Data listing
• • •

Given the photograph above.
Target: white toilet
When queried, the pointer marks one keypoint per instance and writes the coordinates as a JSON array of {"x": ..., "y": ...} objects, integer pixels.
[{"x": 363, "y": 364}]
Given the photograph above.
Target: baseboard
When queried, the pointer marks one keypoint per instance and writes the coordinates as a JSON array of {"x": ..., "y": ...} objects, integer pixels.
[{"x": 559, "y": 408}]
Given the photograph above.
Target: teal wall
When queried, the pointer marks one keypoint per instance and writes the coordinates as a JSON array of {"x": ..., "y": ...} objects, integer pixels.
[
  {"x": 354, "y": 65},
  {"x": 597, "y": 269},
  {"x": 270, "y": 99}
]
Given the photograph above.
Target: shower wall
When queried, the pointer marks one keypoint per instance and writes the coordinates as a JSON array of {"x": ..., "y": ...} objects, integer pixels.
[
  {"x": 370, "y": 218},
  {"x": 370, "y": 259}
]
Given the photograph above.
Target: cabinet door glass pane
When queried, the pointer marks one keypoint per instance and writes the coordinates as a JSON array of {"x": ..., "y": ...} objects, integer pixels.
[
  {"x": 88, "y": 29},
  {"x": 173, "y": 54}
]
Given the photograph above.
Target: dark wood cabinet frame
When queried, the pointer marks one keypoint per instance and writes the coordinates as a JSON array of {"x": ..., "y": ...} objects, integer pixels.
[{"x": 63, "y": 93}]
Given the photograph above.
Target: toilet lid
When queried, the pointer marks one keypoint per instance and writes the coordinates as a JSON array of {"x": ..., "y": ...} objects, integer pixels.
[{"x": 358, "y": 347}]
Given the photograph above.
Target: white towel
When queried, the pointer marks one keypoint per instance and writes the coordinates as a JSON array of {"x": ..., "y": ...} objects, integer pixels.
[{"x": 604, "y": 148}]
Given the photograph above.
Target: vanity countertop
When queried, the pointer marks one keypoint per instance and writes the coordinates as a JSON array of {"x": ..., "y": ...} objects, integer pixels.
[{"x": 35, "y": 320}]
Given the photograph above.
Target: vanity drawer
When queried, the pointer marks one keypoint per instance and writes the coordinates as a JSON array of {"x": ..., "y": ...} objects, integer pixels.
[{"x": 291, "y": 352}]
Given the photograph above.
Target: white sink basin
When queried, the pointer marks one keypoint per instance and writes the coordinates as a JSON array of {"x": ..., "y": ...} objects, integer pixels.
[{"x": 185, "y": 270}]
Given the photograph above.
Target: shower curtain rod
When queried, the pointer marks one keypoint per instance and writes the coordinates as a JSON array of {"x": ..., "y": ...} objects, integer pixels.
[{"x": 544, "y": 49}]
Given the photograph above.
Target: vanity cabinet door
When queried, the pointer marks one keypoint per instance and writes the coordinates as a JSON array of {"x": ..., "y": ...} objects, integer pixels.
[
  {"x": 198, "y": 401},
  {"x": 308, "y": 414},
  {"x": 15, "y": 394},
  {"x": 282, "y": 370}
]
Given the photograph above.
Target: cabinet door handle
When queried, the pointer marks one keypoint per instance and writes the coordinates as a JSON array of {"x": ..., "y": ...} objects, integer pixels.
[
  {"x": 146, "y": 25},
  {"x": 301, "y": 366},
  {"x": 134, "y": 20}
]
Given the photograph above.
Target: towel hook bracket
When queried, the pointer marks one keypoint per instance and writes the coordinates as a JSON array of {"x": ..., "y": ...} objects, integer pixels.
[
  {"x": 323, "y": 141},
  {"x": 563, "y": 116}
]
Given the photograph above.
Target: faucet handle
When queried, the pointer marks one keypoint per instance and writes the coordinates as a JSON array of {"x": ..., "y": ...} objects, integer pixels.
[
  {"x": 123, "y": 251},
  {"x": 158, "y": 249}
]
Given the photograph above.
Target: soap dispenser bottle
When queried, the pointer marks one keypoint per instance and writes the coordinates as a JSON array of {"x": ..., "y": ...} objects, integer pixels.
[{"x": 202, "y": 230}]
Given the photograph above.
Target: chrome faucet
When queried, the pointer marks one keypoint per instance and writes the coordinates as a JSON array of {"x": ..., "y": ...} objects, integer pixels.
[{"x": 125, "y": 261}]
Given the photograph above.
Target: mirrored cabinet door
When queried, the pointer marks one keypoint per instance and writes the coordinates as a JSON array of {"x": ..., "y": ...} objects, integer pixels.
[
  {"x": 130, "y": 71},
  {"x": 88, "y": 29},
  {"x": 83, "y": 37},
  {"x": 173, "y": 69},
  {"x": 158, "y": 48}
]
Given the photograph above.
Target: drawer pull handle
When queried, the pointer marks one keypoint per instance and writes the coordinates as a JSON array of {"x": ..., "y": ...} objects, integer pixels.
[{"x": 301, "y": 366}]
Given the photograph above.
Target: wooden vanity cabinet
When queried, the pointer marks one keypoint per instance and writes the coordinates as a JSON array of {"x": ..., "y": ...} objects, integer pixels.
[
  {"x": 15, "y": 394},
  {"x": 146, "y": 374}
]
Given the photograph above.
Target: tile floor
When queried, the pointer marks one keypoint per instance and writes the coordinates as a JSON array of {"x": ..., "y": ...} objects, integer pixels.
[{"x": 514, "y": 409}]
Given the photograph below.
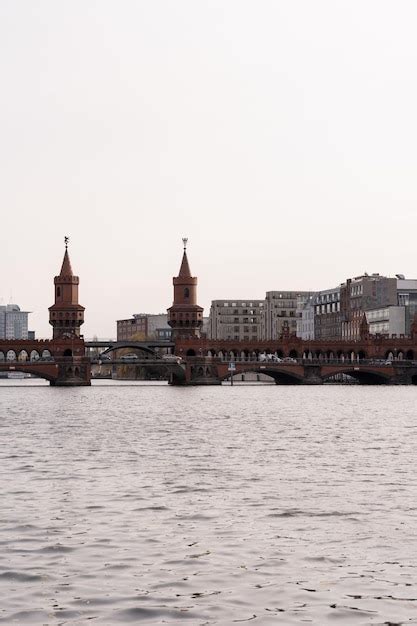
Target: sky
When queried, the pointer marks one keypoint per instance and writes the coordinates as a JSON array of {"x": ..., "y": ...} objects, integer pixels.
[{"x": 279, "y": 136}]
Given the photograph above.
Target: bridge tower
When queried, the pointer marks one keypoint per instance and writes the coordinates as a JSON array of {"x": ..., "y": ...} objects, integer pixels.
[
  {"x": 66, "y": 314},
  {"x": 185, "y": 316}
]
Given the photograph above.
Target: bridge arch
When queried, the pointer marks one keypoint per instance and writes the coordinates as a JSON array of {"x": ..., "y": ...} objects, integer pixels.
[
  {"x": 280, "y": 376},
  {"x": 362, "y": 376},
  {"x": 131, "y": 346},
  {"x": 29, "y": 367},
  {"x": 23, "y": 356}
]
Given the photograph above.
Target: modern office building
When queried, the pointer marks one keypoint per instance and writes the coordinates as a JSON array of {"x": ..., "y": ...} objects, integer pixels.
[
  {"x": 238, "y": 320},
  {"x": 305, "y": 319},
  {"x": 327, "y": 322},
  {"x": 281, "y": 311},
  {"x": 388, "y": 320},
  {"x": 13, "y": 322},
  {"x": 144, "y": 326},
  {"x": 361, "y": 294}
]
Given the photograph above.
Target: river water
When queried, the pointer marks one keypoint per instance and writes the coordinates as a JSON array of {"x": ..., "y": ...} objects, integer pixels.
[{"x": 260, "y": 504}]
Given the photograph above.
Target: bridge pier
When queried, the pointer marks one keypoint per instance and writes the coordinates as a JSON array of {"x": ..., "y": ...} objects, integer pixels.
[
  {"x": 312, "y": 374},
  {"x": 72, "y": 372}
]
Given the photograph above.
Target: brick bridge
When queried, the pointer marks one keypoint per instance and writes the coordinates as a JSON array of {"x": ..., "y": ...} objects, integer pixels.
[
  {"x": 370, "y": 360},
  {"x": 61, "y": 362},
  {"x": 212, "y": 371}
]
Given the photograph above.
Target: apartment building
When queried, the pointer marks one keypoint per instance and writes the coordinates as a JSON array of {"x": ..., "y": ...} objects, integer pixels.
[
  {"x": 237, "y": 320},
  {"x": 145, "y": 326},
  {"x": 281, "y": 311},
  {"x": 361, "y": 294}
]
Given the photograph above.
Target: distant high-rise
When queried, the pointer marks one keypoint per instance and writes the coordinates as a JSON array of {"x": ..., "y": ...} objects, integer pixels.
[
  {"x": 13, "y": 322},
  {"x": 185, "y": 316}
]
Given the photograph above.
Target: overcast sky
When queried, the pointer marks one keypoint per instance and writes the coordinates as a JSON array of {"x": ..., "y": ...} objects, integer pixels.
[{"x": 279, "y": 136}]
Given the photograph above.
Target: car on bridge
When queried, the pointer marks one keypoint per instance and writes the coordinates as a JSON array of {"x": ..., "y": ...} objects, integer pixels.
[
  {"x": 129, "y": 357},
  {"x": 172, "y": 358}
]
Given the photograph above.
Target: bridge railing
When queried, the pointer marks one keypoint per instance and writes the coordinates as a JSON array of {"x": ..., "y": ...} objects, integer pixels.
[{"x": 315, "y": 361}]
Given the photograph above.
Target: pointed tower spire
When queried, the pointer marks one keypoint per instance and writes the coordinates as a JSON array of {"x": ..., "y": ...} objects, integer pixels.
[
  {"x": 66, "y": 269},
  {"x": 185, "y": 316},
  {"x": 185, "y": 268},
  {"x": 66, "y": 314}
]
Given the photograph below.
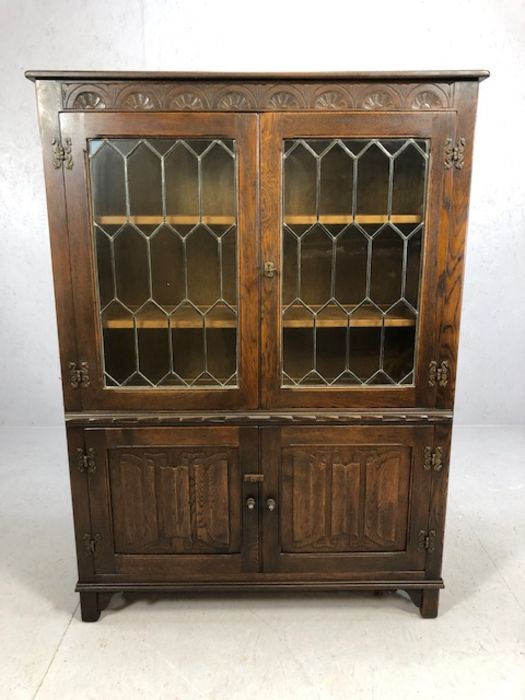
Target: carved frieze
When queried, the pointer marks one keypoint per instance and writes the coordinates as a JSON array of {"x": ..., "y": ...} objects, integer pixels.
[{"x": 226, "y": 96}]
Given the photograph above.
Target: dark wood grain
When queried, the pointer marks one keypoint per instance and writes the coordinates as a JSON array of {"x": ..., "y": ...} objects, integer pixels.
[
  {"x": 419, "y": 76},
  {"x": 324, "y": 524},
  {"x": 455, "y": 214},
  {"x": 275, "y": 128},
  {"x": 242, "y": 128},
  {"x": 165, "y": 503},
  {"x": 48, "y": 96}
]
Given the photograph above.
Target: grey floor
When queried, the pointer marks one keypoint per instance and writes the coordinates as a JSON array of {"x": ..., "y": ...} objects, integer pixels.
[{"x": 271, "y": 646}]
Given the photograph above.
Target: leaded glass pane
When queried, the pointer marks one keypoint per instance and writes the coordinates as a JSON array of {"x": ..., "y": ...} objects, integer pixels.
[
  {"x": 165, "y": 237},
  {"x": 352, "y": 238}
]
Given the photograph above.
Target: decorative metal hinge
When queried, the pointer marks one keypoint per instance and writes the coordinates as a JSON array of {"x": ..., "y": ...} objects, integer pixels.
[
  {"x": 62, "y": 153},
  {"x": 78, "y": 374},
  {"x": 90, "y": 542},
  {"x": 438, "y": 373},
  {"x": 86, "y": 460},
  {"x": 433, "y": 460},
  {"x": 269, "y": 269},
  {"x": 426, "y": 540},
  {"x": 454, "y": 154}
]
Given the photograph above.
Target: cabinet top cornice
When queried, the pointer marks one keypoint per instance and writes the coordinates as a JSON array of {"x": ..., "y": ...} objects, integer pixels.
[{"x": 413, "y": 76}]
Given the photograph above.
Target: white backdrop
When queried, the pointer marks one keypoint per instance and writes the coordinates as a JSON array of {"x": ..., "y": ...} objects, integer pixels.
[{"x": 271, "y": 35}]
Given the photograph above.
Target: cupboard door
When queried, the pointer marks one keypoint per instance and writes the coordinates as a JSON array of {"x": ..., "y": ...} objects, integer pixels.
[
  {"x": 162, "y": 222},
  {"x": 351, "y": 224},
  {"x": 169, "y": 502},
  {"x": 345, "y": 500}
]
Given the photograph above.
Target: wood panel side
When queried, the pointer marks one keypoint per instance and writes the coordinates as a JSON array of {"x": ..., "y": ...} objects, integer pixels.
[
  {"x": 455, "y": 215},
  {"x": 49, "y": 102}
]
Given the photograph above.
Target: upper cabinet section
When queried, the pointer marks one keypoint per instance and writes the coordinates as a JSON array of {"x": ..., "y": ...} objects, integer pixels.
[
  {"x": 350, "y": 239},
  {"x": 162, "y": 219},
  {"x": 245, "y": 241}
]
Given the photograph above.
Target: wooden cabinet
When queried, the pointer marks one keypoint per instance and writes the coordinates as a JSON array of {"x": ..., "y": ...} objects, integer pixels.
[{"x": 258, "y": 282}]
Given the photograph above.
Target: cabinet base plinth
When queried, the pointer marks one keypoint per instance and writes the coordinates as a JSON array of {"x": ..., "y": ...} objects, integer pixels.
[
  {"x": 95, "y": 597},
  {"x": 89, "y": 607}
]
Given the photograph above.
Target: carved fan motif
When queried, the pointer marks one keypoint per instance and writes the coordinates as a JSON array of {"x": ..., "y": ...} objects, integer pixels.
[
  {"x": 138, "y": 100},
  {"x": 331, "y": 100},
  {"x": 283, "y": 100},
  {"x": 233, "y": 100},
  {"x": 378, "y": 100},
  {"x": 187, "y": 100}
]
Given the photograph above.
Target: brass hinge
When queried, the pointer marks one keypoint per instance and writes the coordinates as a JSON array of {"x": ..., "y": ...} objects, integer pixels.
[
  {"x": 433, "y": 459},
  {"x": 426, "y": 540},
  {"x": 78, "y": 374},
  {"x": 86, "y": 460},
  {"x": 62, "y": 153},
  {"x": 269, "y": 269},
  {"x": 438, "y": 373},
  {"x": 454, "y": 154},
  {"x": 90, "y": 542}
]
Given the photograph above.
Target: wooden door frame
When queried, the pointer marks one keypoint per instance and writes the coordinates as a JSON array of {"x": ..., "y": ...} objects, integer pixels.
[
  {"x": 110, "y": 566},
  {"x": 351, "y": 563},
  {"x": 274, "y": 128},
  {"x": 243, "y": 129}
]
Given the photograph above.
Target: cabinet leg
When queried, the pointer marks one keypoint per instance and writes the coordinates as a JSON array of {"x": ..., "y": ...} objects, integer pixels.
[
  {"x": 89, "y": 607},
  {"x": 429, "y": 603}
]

• • •

Can you show, copied in full, every line in the rows above that contains the word "tower"?

Target: bridge tower
Target: pointed tower spire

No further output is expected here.